AIM
Copy the items word for word, beginning with the line that contains "distant fence line -> box" and continuing through the line that contains "17,50 -> 310,234".

MATERIAL FOR THIS TASK
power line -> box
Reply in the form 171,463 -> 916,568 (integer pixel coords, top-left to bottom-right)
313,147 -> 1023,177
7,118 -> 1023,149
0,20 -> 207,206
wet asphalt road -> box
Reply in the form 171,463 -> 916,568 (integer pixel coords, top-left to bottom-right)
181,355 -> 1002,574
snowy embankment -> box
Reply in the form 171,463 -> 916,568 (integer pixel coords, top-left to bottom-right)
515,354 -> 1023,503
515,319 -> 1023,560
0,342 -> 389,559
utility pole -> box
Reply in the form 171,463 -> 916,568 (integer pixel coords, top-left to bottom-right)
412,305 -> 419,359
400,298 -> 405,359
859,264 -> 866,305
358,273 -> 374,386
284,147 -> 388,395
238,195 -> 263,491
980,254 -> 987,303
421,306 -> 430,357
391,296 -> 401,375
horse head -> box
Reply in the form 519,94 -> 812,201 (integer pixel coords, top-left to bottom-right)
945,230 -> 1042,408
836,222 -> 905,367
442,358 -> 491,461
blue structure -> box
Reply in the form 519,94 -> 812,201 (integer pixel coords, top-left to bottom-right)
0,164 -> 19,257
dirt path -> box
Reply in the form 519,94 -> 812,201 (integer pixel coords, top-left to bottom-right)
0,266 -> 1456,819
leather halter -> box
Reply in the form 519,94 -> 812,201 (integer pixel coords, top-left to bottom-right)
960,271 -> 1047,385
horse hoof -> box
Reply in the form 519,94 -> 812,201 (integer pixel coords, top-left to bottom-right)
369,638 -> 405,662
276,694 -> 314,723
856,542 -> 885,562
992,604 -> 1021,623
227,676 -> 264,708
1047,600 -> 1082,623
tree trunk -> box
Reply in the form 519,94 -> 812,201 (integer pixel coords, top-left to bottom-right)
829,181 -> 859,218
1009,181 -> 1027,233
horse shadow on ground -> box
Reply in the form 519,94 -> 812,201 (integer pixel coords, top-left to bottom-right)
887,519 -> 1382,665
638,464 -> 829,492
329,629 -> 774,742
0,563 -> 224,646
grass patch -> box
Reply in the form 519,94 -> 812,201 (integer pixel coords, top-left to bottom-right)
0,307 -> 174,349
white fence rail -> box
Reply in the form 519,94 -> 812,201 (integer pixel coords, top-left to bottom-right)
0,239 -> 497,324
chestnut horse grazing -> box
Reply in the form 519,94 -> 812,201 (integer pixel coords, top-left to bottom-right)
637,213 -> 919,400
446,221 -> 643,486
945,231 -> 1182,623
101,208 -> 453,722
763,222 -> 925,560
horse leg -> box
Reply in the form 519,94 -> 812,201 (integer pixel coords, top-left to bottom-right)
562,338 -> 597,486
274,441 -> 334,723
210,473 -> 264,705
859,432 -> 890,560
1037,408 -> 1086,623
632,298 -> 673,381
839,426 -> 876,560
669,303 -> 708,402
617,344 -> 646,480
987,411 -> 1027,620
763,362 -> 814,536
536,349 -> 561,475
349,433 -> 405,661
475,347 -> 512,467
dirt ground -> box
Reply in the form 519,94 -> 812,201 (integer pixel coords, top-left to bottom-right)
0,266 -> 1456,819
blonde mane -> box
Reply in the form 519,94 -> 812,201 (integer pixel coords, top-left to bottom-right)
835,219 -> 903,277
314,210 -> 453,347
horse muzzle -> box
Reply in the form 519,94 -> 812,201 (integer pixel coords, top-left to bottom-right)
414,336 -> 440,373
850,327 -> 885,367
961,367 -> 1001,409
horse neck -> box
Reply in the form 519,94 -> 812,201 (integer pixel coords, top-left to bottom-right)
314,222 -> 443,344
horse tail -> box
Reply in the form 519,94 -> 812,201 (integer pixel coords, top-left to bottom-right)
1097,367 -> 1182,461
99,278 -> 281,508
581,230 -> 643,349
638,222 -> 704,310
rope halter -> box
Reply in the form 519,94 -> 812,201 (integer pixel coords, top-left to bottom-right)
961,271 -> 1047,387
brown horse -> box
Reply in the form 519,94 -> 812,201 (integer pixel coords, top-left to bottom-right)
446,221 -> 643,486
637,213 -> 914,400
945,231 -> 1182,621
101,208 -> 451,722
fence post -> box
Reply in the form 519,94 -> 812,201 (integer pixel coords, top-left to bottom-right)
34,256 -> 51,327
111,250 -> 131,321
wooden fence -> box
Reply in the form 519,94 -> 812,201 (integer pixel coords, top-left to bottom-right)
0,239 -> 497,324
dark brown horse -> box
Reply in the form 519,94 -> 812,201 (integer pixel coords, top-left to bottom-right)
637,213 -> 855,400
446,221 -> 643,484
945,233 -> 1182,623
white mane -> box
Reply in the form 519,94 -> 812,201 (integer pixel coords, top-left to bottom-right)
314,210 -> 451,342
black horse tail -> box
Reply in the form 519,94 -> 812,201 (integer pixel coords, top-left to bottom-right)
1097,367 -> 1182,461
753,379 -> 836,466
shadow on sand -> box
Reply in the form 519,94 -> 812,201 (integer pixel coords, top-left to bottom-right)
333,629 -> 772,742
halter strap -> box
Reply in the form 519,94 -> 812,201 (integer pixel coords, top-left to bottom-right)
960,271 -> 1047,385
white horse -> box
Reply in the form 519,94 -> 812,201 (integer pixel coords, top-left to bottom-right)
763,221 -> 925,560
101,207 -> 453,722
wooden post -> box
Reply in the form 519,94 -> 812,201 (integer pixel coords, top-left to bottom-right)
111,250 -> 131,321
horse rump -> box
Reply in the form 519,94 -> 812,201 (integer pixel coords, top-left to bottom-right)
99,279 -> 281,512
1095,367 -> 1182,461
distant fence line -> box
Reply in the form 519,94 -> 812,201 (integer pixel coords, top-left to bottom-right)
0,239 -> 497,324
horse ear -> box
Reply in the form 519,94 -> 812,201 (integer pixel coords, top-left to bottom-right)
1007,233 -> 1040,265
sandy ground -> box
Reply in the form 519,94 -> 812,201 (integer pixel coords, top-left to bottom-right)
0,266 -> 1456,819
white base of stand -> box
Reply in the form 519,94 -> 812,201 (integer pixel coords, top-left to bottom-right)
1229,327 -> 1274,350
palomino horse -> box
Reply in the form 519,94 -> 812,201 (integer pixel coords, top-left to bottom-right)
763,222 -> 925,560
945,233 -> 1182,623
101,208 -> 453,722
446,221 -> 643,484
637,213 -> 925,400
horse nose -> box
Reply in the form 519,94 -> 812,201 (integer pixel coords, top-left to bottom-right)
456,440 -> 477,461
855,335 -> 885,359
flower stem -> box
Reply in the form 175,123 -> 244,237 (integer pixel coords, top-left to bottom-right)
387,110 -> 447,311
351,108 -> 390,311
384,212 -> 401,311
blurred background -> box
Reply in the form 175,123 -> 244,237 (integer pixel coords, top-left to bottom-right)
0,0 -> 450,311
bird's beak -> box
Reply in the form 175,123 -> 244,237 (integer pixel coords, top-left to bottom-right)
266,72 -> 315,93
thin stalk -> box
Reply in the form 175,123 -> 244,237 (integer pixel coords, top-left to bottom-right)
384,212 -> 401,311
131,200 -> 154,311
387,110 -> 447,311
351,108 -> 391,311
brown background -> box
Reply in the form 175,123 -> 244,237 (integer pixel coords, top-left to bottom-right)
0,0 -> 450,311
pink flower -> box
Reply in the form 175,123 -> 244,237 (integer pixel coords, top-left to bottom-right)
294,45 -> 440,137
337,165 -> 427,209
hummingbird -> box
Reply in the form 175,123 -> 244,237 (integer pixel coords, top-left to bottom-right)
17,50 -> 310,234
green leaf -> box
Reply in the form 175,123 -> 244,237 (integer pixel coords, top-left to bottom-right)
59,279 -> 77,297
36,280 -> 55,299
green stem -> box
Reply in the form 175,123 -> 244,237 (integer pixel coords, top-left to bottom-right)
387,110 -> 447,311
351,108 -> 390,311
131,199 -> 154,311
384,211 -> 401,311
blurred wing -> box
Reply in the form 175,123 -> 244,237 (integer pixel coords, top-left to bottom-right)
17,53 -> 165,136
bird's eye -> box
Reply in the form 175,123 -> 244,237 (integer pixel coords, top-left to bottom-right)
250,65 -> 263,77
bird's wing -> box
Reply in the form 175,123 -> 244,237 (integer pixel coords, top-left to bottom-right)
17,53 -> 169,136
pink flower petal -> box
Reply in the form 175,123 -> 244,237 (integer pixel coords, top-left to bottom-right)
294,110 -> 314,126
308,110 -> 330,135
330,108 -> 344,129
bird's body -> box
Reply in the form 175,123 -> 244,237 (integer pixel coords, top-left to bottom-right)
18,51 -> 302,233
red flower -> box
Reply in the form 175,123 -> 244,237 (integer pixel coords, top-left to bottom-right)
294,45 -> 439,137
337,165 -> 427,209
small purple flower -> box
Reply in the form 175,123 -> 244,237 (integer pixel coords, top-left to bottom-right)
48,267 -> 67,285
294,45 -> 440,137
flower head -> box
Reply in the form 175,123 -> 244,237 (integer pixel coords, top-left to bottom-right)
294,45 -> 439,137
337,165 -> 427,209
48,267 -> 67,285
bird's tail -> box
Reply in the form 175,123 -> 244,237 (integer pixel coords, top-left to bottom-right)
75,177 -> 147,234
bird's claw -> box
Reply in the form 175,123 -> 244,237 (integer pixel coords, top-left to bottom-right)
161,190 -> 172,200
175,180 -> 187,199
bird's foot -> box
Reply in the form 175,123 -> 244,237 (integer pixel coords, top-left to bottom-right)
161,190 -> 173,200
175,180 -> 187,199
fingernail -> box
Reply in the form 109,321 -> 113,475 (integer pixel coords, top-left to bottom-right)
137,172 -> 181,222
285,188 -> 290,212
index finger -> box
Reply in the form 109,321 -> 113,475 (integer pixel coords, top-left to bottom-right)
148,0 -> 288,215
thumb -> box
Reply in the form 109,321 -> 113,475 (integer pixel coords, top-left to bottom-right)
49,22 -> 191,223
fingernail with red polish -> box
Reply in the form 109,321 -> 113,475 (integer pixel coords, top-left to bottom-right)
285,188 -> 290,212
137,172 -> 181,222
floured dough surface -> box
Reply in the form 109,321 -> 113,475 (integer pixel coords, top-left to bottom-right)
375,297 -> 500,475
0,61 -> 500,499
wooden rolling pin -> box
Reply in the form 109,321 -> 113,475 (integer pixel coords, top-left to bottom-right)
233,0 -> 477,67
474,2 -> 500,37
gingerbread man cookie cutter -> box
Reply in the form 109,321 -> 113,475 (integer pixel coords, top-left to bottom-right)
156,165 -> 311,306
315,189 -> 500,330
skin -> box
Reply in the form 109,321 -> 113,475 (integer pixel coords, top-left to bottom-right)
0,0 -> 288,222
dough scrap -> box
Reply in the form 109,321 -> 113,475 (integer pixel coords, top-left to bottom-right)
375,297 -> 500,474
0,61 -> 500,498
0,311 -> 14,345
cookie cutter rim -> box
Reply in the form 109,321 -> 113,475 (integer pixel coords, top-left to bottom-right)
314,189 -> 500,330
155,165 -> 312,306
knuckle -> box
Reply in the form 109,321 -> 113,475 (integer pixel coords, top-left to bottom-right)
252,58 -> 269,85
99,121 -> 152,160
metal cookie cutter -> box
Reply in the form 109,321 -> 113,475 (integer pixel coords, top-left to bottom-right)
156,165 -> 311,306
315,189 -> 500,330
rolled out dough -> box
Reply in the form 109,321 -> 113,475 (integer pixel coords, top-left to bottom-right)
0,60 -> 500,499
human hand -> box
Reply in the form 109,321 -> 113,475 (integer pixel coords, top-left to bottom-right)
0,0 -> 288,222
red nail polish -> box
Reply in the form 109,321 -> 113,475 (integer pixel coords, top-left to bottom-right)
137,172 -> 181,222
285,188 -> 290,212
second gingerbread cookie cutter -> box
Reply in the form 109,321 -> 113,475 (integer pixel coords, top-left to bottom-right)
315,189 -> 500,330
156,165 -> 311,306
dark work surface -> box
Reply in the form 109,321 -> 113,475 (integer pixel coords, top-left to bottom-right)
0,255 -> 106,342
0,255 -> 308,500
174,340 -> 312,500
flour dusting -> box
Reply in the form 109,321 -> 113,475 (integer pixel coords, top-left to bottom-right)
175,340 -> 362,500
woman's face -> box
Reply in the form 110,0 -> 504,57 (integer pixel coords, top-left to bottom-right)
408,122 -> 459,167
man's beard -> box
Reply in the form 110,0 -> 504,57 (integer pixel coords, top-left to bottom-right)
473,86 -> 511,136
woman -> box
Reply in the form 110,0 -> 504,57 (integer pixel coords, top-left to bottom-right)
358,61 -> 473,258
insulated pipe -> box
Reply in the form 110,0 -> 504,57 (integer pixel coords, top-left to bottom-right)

RIGHT ANSWER
distant fence line -> box
Reply in the form 519,94 -> 812,201 (integer pixel coords, top-left to bottom-right)
0,239 -> 497,324
horse ear -> box
Reply in the form 519,94 -> 812,201 (integer pixel coords, top-left to bottom-right)
1007,233 -> 1040,265
sandy ground -> box
Reply in the form 519,94 -> 812,201 (integer pixel coords, top-left to bottom-right)
0,266 -> 1456,819
white base of stand -> box
Reply in the form 519,94 -> 812,201 (integer pixel coords, top-left to bottom-right)
1229,327 -> 1274,350
palomino horse -> box
Reply in the form 519,94 -> 812,201 (integer pixel coords, top-left to bottom-right)
763,222 -> 925,560
945,233 -> 1182,623
101,208 -> 453,722
446,221 -> 643,484
637,213 -> 925,400
horse nose -> box
Reply in the form 519,94 -> 812,201 (integer pixel coords, top-left to bottom-right)
456,440 -> 477,461
855,335 -> 885,359
flower stem -> box
Reply in the form 175,123 -> 244,237 (integer pixel coords, top-left to bottom-right)
387,110 -> 447,311
351,108 -> 390,311
384,212 -> 401,311
blurred background -> box
Reply in the form 175,123 -> 244,237 (integer pixel coords, top-left to bottom-right)
0,0 -> 450,311
bird's beak -> box
Reply in the form 175,123 -> 244,237 (integer pixel coords, top-left to bottom-right)
266,72 -> 315,93
thin stalk -> box
Reply in the form 175,123 -> 244,237 (integer pixel coords, top-left to bottom-right)
384,212 -> 401,311
131,200 -> 154,311
387,110 -> 447,311
351,108 -> 391,311
brown background -> box
Reply in the form 175,123 -> 244,237 (integer pixel coords, top-left to bottom-right)
0,0 -> 450,311
pink flower -> box
Reply in the form 175,123 -> 244,237 (integer pixel coords, top-left to bottom-right)
294,45 -> 440,137
337,165 -> 427,209
hummingbird -> box
Reply in the form 175,123 -> 244,237 (integer pixel coords, top-left to bottom-right)
17,50 -> 310,234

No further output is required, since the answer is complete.